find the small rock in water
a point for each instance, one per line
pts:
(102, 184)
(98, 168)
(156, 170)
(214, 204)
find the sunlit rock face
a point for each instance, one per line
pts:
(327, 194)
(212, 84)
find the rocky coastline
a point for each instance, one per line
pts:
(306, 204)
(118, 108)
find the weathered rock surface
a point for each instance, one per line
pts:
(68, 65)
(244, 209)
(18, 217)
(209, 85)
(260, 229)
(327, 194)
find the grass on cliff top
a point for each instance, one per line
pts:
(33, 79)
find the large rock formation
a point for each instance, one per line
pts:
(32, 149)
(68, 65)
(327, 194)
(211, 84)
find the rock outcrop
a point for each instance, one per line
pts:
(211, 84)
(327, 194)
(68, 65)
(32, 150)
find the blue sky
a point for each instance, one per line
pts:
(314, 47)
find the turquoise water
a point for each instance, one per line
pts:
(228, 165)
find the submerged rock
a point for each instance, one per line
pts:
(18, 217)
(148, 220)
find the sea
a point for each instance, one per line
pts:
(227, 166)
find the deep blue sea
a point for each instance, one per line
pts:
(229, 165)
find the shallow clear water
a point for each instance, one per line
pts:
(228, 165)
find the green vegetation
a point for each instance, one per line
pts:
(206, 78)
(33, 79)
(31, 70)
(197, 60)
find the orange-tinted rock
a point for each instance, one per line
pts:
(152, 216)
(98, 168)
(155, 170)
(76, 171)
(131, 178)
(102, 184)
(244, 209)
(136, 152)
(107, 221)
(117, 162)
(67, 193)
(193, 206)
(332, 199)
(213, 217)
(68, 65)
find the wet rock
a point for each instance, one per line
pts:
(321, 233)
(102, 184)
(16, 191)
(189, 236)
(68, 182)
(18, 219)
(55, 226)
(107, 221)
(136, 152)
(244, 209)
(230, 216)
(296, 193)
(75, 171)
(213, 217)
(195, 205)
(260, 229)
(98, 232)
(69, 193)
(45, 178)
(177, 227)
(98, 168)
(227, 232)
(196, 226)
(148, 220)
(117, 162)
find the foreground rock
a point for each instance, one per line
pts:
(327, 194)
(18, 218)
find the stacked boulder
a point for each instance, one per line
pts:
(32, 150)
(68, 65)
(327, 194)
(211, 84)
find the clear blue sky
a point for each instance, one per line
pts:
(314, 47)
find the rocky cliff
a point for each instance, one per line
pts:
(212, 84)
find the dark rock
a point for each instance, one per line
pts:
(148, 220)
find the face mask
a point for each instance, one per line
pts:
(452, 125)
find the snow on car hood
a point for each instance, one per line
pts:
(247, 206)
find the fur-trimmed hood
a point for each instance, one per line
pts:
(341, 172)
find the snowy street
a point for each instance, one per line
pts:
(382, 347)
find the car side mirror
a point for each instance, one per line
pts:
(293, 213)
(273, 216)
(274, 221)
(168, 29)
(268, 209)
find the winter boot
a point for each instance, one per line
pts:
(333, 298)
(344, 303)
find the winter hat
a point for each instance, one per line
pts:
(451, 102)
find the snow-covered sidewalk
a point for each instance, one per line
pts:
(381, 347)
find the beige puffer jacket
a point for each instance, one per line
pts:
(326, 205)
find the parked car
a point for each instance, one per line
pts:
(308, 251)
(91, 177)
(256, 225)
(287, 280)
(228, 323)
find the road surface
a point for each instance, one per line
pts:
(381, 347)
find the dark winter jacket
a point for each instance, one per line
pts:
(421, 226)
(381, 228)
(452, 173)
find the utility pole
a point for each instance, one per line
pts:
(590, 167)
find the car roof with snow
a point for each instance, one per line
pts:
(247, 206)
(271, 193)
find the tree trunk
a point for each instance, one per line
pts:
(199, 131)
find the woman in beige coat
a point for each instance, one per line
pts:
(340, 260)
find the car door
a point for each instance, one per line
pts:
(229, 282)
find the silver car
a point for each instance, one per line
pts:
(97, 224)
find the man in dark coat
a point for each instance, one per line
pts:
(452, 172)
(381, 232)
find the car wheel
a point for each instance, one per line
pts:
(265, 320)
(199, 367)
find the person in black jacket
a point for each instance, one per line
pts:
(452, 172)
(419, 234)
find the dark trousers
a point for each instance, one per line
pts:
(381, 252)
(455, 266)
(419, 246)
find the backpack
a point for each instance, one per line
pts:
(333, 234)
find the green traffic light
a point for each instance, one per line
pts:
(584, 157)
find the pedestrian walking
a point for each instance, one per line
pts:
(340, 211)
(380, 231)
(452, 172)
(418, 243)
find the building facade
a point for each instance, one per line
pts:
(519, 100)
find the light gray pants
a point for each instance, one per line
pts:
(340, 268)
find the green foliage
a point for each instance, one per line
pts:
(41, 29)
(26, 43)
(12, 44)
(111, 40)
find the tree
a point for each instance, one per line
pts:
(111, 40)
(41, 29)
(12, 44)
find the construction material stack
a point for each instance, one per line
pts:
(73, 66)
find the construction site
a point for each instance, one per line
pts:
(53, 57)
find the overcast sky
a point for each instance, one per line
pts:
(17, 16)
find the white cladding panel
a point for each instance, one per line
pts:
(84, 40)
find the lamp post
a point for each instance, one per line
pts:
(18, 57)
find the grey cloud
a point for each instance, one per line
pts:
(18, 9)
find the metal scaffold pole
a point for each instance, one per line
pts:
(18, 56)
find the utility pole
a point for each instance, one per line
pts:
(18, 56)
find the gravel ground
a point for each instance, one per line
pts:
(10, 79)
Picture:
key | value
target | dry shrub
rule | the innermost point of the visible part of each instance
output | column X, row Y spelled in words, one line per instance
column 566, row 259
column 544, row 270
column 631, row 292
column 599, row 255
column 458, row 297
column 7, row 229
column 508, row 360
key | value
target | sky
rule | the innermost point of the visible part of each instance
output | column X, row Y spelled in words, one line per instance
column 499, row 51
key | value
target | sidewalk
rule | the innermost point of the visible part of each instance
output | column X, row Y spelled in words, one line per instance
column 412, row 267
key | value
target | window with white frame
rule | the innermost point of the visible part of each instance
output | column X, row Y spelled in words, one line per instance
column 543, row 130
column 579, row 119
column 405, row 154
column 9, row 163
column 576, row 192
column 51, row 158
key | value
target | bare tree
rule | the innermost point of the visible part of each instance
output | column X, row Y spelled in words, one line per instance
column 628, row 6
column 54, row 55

• • • • • • •

— YOUR GOAL —
Repeat all of the material above exactly, with no line dropped.

— WRITTEN ANSWER —
find the small rock in water
a point for each instance, one per line
pts:
(102, 184)
(98, 168)
(156, 170)
(214, 204)
find the sunlit rock face
a point for each instance, one per line
pts:
(327, 194)
(212, 84)
find the rocky coastline
a point for each instance, one per line
pts:
(306, 204)
(118, 108)
find the weathered rock surface
a point for each instance, one per line
pts:
(68, 65)
(244, 209)
(18, 217)
(209, 85)
(260, 229)
(327, 194)
find the grass on cliff top
a point for each instance, one per line
pts:
(33, 79)
find the large rock formation
a point for each instance, one per line
pts:
(32, 149)
(68, 65)
(327, 194)
(211, 84)
find the rock outcrop
a point for each instance, one per line
pts:
(211, 84)
(327, 194)
(68, 65)
(32, 150)
find the blue sky
a point for each instance, one per line
pts:
(314, 47)
find the turquoise water
a point for each instance, one per line
pts:
(228, 165)
find the submerged rock
a point for each instance, one per line
pts:
(18, 217)
(148, 220)
find the sea
a point for each instance, one per line
pts:
(227, 166)
find the deep blue sea
a point for each instance, one per line
pts:
(229, 165)
find the shallow clear water
a point for each instance, one per line
pts:
(228, 165)
find the green vegetation
a point for each instance, one per line
pts:
(206, 78)
(33, 79)
(31, 70)
(197, 60)
find the orange-tinted rock
a point for each instance, one per line
pts:
(152, 216)
(98, 168)
(155, 170)
(76, 171)
(131, 178)
(102, 184)
(244, 209)
(136, 152)
(107, 221)
(117, 162)
(67, 193)
(193, 206)
(332, 199)
(213, 217)
(68, 65)
find the wet rock
a point for each instance, one per line
pts:
(321, 233)
(102, 184)
(16, 191)
(189, 236)
(68, 182)
(18, 219)
(55, 226)
(107, 221)
(136, 152)
(244, 209)
(230, 216)
(296, 193)
(75, 171)
(213, 217)
(195, 205)
(260, 229)
(98, 232)
(69, 193)
(45, 178)
(177, 227)
(98, 168)
(227, 232)
(196, 226)
(148, 220)
(117, 162)
find the foreground rock
a point for each instance, one per line
pts:
(327, 194)
(18, 218)
find the stacked boulder
a point for each instance, one per line
pts:
(32, 150)
(68, 65)
(327, 194)
(211, 84)
find the clear blue sky
a point for each instance, one per line
pts:
(314, 47)
find the rocky cliff
a point for each instance, one per line
pts:
(212, 84)
find the dark rock
a point for each instance, one per line
pts:
(148, 220)
find the face mask
a point for each instance, one per line
pts:
(452, 125)
find the snow on car hood
a point for each instance, one per line
pts:
(247, 206)
find the fur-trimmed hood
a point for each instance, one per line
pts:
(341, 172)
find the snowy street
a point for each instance, one per line
pts:
(382, 347)
find the car side mirror
a point for each instance, one per line
pts:
(293, 213)
(273, 216)
(274, 221)
(168, 29)
(268, 209)
find the winter boot
a point for each instance, one per line
pts:
(333, 298)
(344, 303)
find the winter hat
a point for each instance, one per line
pts:
(451, 102)
find the snow-covered sidewalk
a point for each instance, one per line
pts:
(381, 347)
find the beige puffer jacket
a point for each instance, one per line
pts:
(326, 205)
find the parked car
a point for each instance, one per line
pts:
(308, 251)
(91, 177)
(256, 225)
(287, 280)
(228, 323)
find the road surface
a point for each instance, one per line
pts:
(381, 347)
find the dark winter jacket
a point for each instance, one per line
pts:
(421, 226)
(381, 228)
(452, 173)
find the utility pole
a point for each instance, one per line
pts:
(590, 167)
find the car roof with snow
a point for each instance, one per line
pts:
(247, 206)
(271, 193)
find the tree trunk
a point for each instance, one per line
pts:
(199, 131)
find the woman in beige coat
a point for each instance, one per line
pts:
(340, 260)
find the car door
a point for each instance, one per line
pts:
(229, 282)
find the silver car
a point for each instance, one per line
pts:
(97, 224)
find the man in dark coat
a point for each instance, one per line
pts:
(452, 172)
(381, 232)
find the car wheel
a point for each instance, one per line
pts:
(265, 320)
(199, 367)
find the person in black jacket
a point for each instance, one per line
pts:
(452, 172)
(419, 234)
find the dark trousers
a point for each instance, one per line
pts:
(381, 252)
(455, 266)
(419, 246)
find the backpack
a point for each instance, one per line
pts:
(333, 234)
find the green traffic light
a point for each instance, one per line
pts:
(584, 157)
find the pedestrian walking
a point for each instance, one per line
pts:
(340, 211)
(380, 231)
(452, 172)
(418, 243)
find the building facade
a point for each instance, one per line
pts:
(519, 100)
find the light gray pants
a point for each instance, one per line
pts:
(340, 268)
find the green foliage
a point for each instance, one per line
pts:
(41, 29)
(26, 43)
(12, 44)
(111, 40)
find the tree
a point for each instance, one per line
pts:
(111, 40)
(41, 29)
(12, 44)
find the construction material stack
a point for each instance, one per line
pts:
(73, 66)
find the construction site
a point for each instance, one per line
pts:
(53, 57)
find the overcast sky
a point for each instance, one per line
pts:
(17, 16)
find the white cladding panel
a point for each instance, one per line
pts:
(84, 40)
find the lamp post
a point for each instance, one per line
pts:
(18, 57)
find the grey cloud
a point for each instance, one per line
pts:
(18, 9)
find the metal scaffold pole
a point for each instance, one per line
pts:
(18, 56)
find the utility pole
a point for each instance, one per line
pts:
(18, 56)
find the gravel ground
a point for each instance, one per line
pts:
(10, 79)
Picture:
key | value
target | dry shrub
rule | the innermost point of the visible part of each instance
output | column X, row Y spelled in words, one line per instance
column 566, row 259
column 544, row 270
column 631, row 292
column 599, row 255
column 458, row 297
column 7, row 229
column 508, row 360
key | value
target | sky
rule | the innermost point of the visible part of each instance
output | column X, row Y spelled in words, one line per instance
column 499, row 51
key | value
target | sidewalk
rule | the innermost point of the visible part of each instance
output | column X, row Y spelled in words, one line per instance
column 412, row 267
key | value
target | window with white frame
rule | the innermost point of the visible part of each instance
output | column X, row Y spelled in words, one line per instance
column 543, row 130
column 579, row 119
column 405, row 154
column 9, row 163
column 576, row 192
column 51, row 158
key | value
target | bare tree
rule | the innermost point of the visible part of each instance
output | column X, row Y spelled in words, one line per instance
column 628, row 6
column 54, row 55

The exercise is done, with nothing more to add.